__Directions__.
• a. Decide whether each statement agrees with the Pageview API epic page, answering yes or no and quoting the deciding words: (i) the epic will initially focus on the underlying infrastructure; (ii) the epic is described as finished; (iii) the API is meant for querying page views for articles.
• b. Where does the Pageview API epic page direct readers for documentation of the current pageview API?
• c. Write out the Pageview API epic page from "Wikipedians need a" up to and including "end work progresses.".

__Source excerpt__.
● ● ● ● ●
Analytics/Epics/Pageview API

From mediawiki.org
For the documentation of the current pageview API, see: wikitech:Analytics/PageviewAPI.

Goals[edit]

Wikipedians need a reliable and accurate API for querying page views for articles. This epic describes the steps that need to be taken to build such an API. Initially, this epic will focus on the underlying infrastructure (e.g. kafka/hadoop) that needs to be built for this purpose. This Epic is definitely not finished and will be expanded with more requirements about the front end as the back end work progresses.
● ● ● ● ●
__Excerpted records__.
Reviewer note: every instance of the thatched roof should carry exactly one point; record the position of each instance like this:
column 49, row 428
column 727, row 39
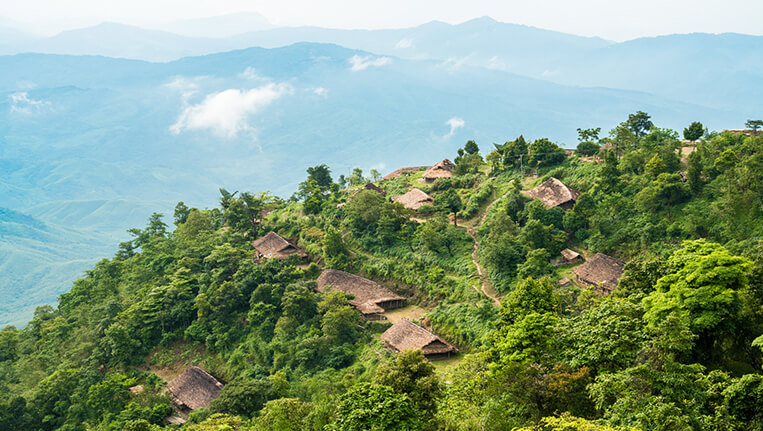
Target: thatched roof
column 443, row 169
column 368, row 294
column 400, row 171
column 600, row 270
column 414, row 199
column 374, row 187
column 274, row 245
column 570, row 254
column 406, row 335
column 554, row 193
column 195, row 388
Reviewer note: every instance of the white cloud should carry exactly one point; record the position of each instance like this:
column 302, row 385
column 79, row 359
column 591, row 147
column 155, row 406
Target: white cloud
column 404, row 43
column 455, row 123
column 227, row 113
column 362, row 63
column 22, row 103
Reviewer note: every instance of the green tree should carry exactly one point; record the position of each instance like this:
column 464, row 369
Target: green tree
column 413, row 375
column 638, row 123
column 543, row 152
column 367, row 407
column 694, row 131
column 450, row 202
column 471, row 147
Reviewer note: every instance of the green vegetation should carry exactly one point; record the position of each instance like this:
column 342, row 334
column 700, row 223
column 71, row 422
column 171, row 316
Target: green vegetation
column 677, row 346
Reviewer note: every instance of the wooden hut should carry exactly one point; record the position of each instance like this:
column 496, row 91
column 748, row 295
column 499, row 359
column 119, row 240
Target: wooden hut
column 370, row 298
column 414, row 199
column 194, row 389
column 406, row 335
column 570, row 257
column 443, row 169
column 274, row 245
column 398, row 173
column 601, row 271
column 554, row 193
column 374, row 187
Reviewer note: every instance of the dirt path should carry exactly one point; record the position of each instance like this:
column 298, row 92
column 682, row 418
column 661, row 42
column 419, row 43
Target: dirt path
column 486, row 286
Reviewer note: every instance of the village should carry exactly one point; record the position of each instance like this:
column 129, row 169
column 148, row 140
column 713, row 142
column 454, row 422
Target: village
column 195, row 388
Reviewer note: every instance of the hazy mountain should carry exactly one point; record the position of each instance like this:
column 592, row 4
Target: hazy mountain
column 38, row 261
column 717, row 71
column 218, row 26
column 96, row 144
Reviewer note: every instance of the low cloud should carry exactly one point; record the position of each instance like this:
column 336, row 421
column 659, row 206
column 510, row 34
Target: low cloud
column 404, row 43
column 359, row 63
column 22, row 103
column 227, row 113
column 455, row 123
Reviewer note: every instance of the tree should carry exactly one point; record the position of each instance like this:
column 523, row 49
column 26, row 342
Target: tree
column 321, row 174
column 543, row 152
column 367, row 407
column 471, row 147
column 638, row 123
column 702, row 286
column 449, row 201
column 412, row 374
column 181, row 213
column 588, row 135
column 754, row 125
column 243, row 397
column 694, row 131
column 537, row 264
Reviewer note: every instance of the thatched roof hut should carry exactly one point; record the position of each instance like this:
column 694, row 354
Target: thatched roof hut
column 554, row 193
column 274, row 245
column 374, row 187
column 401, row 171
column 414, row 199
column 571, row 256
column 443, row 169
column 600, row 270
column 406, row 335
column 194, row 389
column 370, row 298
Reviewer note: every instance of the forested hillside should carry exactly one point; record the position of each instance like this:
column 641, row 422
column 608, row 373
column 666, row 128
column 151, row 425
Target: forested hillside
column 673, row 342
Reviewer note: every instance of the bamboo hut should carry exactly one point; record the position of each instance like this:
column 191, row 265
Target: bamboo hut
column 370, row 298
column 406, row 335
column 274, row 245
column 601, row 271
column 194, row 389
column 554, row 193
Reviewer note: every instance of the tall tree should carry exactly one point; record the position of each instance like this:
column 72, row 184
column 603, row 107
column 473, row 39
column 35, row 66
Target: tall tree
● ● ● ● ●
__Outputs in order__.
• a.
(i) Yes: "Initially, this epic will focus on the underlying infrastructure (e.g. kafka/hadoop)"
(ii) No: "This Epic is definitely not finished"
(iii) Yes: "a reliable and accurate API for querying page views for articles"

• b. To wikitech:Analytics/PageviewAPI.

• c.
Wikipedians need a reliable and accurate API for querying page views for articles. This epic describes the steps that need to be taken to build such an API. Initially, this epic will focus on the underlying infrastructure (e.g. kafka/hadoop) that needs to be built for this purpose. This Epic is definitely not finished and will be expanded with more requirements about the front end as the back end work progresses.